Data listing
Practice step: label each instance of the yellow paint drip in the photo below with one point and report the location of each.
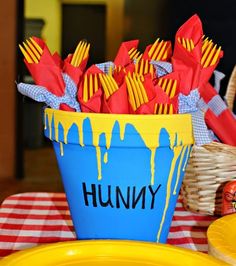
(177, 151)
(122, 129)
(148, 127)
(179, 168)
(185, 163)
(61, 149)
(153, 153)
(98, 153)
(105, 158)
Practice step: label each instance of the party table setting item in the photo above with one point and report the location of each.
(123, 131)
(108, 252)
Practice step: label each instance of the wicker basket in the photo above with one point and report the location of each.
(210, 167)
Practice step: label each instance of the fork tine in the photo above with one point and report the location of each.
(143, 91)
(91, 89)
(165, 111)
(131, 50)
(26, 55)
(206, 52)
(113, 82)
(216, 56)
(152, 49)
(34, 50)
(27, 48)
(80, 54)
(109, 84)
(169, 84)
(184, 43)
(136, 55)
(173, 89)
(130, 92)
(146, 67)
(95, 82)
(163, 85)
(86, 53)
(188, 44)
(151, 69)
(157, 50)
(133, 53)
(85, 88)
(209, 58)
(73, 60)
(104, 86)
(160, 108)
(135, 91)
(141, 67)
(206, 43)
(171, 110)
(40, 50)
(159, 57)
(160, 81)
(191, 44)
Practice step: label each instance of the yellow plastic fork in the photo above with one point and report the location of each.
(163, 109)
(159, 50)
(143, 67)
(109, 85)
(90, 86)
(81, 52)
(210, 53)
(134, 53)
(31, 51)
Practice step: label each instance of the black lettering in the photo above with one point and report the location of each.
(119, 196)
(93, 194)
(153, 193)
(108, 202)
(141, 195)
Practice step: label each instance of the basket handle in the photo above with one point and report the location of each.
(231, 90)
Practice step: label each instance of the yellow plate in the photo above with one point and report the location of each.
(103, 252)
(221, 236)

Exercise prompt
Copy each line exactly, beginning at the one with "Practice step: label each instance of the yellow plate" and stopping after the last line of the entries. Include nothing else.

Solution to this problem
Practice step: label each instance of the yellow plate in the photo above with one point and report the location of each.
(103, 252)
(221, 236)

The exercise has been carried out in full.